- TASK TO COMPLETE
Could you copy every entry exactly, dropping the pictures?

Collected data entries:
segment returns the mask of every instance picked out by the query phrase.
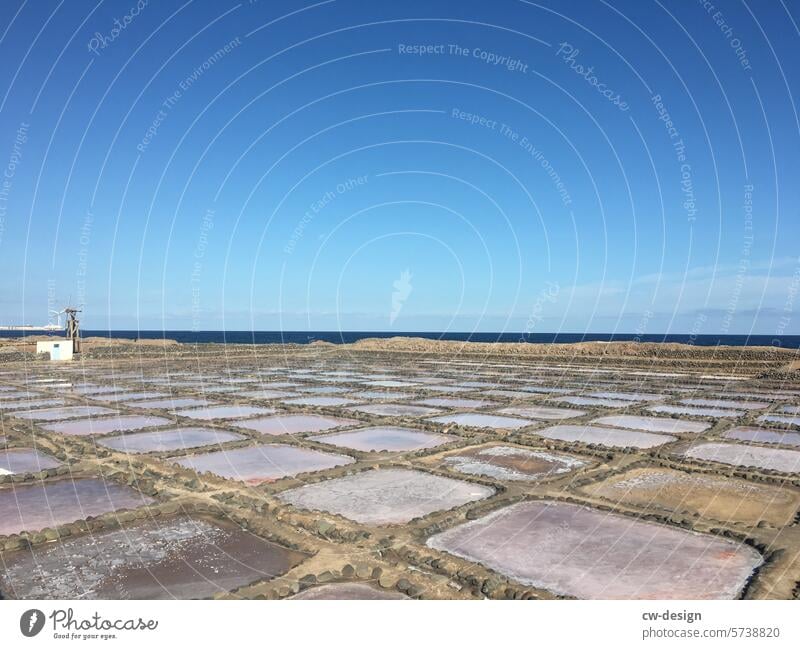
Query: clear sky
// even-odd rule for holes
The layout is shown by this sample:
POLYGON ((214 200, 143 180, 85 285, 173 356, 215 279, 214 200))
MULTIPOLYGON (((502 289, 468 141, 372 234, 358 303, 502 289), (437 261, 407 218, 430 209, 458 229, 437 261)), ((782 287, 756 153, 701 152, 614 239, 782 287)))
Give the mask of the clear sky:
POLYGON ((800 333, 796 3, 2 13, 3 323, 800 333))

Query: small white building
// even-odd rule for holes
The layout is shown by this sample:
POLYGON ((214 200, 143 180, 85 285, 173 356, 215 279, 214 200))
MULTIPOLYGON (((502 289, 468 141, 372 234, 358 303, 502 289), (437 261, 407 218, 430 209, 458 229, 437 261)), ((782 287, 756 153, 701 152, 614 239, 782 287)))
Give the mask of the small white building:
POLYGON ((50 354, 51 361, 71 361, 72 360, 72 340, 69 338, 52 338, 50 340, 39 340, 36 343, 36 353, 50 354))

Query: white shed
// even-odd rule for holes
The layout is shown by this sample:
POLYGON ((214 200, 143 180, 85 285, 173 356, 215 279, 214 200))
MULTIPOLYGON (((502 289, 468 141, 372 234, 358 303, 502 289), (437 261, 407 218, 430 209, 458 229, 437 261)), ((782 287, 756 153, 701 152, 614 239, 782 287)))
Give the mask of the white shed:
POLYGON ((51 340, 39 340, 36 343, 36 353, 50 354, 51 361, 71 361, 72 360, 72 340, 69 338, 53 338, 51 340))

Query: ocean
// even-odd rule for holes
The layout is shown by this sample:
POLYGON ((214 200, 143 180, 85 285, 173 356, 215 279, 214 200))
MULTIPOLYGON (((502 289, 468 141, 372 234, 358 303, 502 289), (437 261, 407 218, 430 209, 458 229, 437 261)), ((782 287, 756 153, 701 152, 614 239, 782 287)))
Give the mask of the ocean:
MULTIPOLYGON (((35 331, 0 331, 0 338, 41 336, 35 331)), ((101 331, 86 329, 83 337, 105 338, 168 338, 181 343, 231 343, 231 344, 299 344, 317 340, 330 343, 353 343, 363 338, 392 338, 408 336, 430 340, 458 340, 479 343, 578 343, 578 342, 643 342, 684 343, 713 347, 716 345, 775 346, 800 349, 800 336, 765 335, 691 335, 691 334, 632 334, 632 333, 512 333, 512 332, 431 332, 431 331, 101 331)))

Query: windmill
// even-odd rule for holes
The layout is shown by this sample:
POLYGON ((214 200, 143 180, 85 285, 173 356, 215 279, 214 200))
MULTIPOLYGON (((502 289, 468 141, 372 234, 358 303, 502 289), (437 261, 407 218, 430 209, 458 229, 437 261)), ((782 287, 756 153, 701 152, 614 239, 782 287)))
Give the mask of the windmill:
POLYGON ((72 341, 73 354, 79 354, 81 351, 80 322, 78 321, 78 318, 75 317, 80 312, 81 312, 80 309, 76 309, 75 307, 72 306, 66 307, 61 312, 66 314, 67 316, 67 323, 66 323, 67 338, 69 338, 72 341))
POLYGON ((47 313, 49 315, 49 324, 47 325, 48 329, 63 329, 64 325, 61 323, 61 316, 64 315, 66 309, 61 309, 61 311, 54 311, 50 309, 47 313), (53 322, 55 320, 55 322, 53 322))

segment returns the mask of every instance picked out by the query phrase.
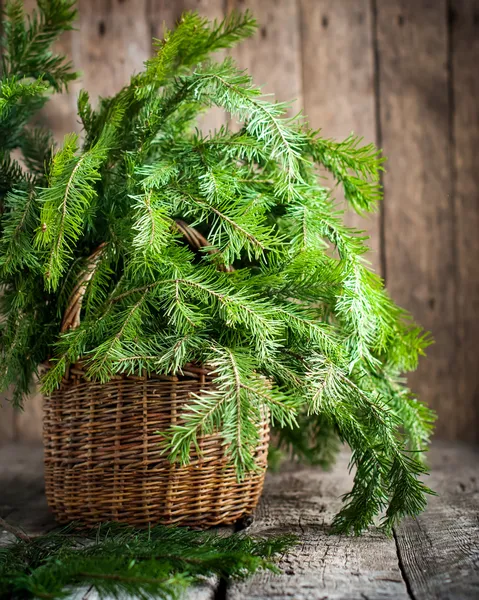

- REPLY TO THE TASK
segment returns the mask of every instance picked out by the query phrase.
Query: clear sky
// even-odd rule for holes
The layout is shown by this sample:
POLYGON ((214 200, 143 180, 85 285, 173 356, 215 279, 214 200))
MULTIPOLYGON (((502 289, 468 141, 372 234, 358 303, 502 289), (437 261, 407 218, 430 209, 458 229, 437 261)), ((782 287, 756 153, 701 152, 614 239, 782 287)))
Give the mask of the clear sky:
POLYGON ((800 333, 796 3, 2 13, 3 323, 800 333))

Query: small white building
// even-odd rule for holes
The layout is shown by this sample:
POLYGON ((214 200, 143 180, 85 285, 173 356, 215 279, 214 200))
MULTIPOLYGON (((502 289, 468 141, 372 234, 358 303, 502 289), (437 261, 407 218, 430 209, 458 229, 437 261)), ((782 287, 756 153, 701 152, 614 239, 782 287)))
Give the mask of the small white building:
POLYGON ((50 354, 51 361, 71 361, 72 360, 72 340, 69 338, 52 338, 50 340, 39 340, 36 343, 36 353, 50 354))

Query: white shed
// even-odd rule for holes
The layout is shown by this sample:
POLYGON ((214 200, 143 180, 85 285, 173 356, 215 279, 214 200))
MULTIPOLYGON (((502 289, 468 141, 372 234, 358 303, 502 289), (437 261, 407 218, 430 209, 458 229, 437 261)), ((782 287, 756 153, 701 152, 614 239, 782 287)))
Give the mask of the white shed:
POLYGON ((51 340, 39 340, 36 343, 36 353, 50 354, 51 361, 71 361, 72 360, 72 340, 69 338, 53 338, 51 340))

Query: ocean
// even-odd rule for holes
The layout is shown by this sample:
POLYGON ((214 200, 143 180, 85 285, 173 356, 215 279, 214 200))
MULTIPOLYGON (((502 289, 468 141, 372 234, 358 303, 502 289), (437 261, 407 218, 430 209, 458 229, 437 261)), ((782 287, 756 153, 701 152, 614 239, 782 287)))
Give the mask of the ocean:
MULTIPOLYGON (((35 331, 0 331, 0 338, 41 336, 35 331)), ((101 331, 86 329, 83 337, 105 338, 168 338, 181 343, 231 343, 231 344, 299 344, 317 340, 330 343, 353 343, 363 338, 392 338, 408 336, 430 340, 458 340, 479 343, 578 343, 578 342, 643 342, 684 343, 713 347, 716 345, 775 346, 800 349, 800 336, 765 335, 691 335, 691 334, 632 334, 632 333, 512 333, 512 332, 431 332, 431 331, 101 331)))

Query: windmill
// even-odd rule for holes
The layout is shown by this sample:
POLYGON ((214 200, 143 180, 85 285, 173 356, 215 279, 214 200))
MULTIPOLYGON (((502 289, 468 141, 372 234, 358 303, 502 289), (437 261, 407 218, 430 209, 458 229, 437 261)), ((782 287, 756 153, 701 152, 614 239, 782 287)))
Give the mask of the windmill:
POLYGON ((72 341, 73 354, 79 354, 81 351, 80 322, 78 321, 78 318, 75 317, 80 312, 81 312, 80 309, 76 309, 75 307, 72 306, 66 307, 61 312, 66 314, 67 316, 67 323, 66 323, 67 338, 69 338, 72 341))
POLYGON ((47 313, 49 315, 49 324, 47 325, 48 329, 63 329, 64 325, 61 323, 61 316, 64 315, 66 309, 61 309, 61 311, 54 311, 50 309, 47 313), (53 322, 55 320, 55 322, 53 322))

segment returns the mask of every instance picked out by the query phrase.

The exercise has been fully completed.